Point annotation records
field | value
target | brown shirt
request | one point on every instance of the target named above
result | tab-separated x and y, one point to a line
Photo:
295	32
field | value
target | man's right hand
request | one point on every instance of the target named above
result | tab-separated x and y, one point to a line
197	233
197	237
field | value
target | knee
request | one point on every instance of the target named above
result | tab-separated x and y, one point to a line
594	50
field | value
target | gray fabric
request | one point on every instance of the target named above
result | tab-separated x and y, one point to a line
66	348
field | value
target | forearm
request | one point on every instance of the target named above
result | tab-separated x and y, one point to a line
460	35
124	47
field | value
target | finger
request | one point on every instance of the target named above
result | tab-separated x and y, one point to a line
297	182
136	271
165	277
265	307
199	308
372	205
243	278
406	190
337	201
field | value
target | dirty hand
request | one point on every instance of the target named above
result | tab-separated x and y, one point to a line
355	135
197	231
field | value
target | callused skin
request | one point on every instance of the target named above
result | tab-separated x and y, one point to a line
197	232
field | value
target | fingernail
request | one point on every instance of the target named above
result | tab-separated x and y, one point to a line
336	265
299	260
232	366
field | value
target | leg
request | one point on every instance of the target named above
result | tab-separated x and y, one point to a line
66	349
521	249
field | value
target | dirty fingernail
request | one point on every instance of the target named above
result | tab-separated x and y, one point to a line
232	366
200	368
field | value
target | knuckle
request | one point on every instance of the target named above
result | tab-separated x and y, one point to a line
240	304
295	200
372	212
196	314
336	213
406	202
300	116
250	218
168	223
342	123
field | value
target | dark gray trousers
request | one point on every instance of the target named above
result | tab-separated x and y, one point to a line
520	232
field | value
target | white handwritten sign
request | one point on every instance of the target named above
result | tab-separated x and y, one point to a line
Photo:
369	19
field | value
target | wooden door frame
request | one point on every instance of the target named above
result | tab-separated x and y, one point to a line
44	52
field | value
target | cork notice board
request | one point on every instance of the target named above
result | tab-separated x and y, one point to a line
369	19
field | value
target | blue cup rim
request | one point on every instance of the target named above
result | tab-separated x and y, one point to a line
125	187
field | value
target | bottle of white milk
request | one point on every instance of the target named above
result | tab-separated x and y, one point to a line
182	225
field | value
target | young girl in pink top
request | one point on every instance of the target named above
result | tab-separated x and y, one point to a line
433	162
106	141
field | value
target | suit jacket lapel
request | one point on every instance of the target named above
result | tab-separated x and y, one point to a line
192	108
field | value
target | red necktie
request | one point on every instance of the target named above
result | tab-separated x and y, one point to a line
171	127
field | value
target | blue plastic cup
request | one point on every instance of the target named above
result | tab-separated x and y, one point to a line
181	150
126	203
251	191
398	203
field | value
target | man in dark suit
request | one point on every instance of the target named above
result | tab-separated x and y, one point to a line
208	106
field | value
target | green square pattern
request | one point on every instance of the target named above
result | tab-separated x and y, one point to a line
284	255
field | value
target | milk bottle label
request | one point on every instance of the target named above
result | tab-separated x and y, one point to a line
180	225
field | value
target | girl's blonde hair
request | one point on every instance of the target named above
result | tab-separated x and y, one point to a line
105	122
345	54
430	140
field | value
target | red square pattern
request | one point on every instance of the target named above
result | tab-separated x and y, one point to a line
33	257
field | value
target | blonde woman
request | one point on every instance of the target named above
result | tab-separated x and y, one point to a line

▸ **YOUR OBJECTIVE**
Copy all the entries verbatim.

▸ **TASK RESULT**
field | value
target | brown shirt
request | one point on every instance of the target named above
result | tab-separated x and y, one point to a line
Photo:
295	32
field | value
target | man's right hand
request | one point on every instance of the target named above
result | tab-separated x and y, one point to a line
197	233
197	237
field | value
target | knee
request | one point on every instance of the target named above
result | tab-separated x and y, one point to a line
594	50
field | value
target | gray fabric
request | one point on every instance of the target named above
result | tab-separated x and y, one point to a line
66	348
field | value
target | forearm
request | one point on every instance of the target named above
result | tab-separated x and y, one point to a line
460	35
124	47
field | value
target | finger
request | one point on every instance of the target named above
result | tab-separated x and y, one point to a line
297	182
136	271
165	277
265	307
199	308
372	205
243	278
406	190
337	201
field | value
target | dirty hand
request | one point on every instance of the target named above
result | tab-separated x and y, one point to a line
355	135
197	231
field | value
target | callused skin
request | one point on every instance of the target named above
result | tab-separated x and y, one point to a line
197	232
field | value
target | fingernail
request | one point on every instance of the target named above
result | tab-separated x and y, one point to a line
336	265
299	260
232	366
field | value
target | leg
request | one point on every instance of the target named above
result | tab-separated x and y, one point to a line
66	349
521	249
field | value
target | dirty fingernail
request | one point on every instance of the target named above
result | tab-separated x and y, one point to a line
232	366
200	368
field | value
target | knuckle
request | one point on every instance of the target named above
result | tab-separated x and y, one point to a line
240	304
295	200
372	212
196	314
336	213
406	202
300	116
250	218
168	223
342	123
field | value
target | dark gray trousers
request | one point on every instance of the target named above
result | tab-separated x and y, one point to a line
520	232
field | value
target | white handwritten sign
request | one point on every instance of the target named above
result | tab-separated x and y, one point to a line
Photo:
369	19
field | value
target | wooden door frame
request | one point on every instance of the target named above
result | tab-separated x and y, one point to a line
44	52
field | value
target | cork notice board
request | one point on every instance of the target named above
result | tab-separated x and y, one point to a line
369	19
field | value
target | blue cup rim
request | one point on every instance of the target named above
result | tab-separated x and y, one point to a line
125	187
field | value
target | bottle of white milk
request | one point on every instance of the target named above
result | tab-separated x and y, one point to a line
182	225
field | value
target | young girl in pink top
request | one point on every instance of the target named above
result | tab-separated x and y, one point to a line
433	162
106	141
field | value
target | suit jacket lapel
request | one point on every instance of the target named above
result | tab-separated x and y, one point to a line
192	108
field | value
target | red necktie
request | one point on every instance of the target named above
result | tab-separated x and y, one point to a line
171	127
field | value
target | blue plastic cup
request | one point on every instance of the target named above
result | tab-separated x and y, one point to a line
181	150
126	203
251	191
398	203
field | value
target | man in dark suit
request | one point on every instance of the target named above
result | tab-separated x and y, one point to a line
208	106
field | value
target | green square pattern
request | one point on every instance of the target named above
result | tab-separated x and y, one point to a line
284	255
field | value
target | milk bottle label
request | one point on every instance of the target named above
result | tab-separated x and y, one point to a line
180	225
field | value
target | girl's blonde hair
request | one point on every instance of the target named above
result | tab-separated x and y, one point to a line
105	122
345	54
430	140
field | value
target | red square pattern
request | one point on every instance of the target named above
result | tab-separated x and y, one point to a line
33	257
field | value
target | blonde woman
request | one point on every instance of the target named above
result | tab-separated x and y, one point to a line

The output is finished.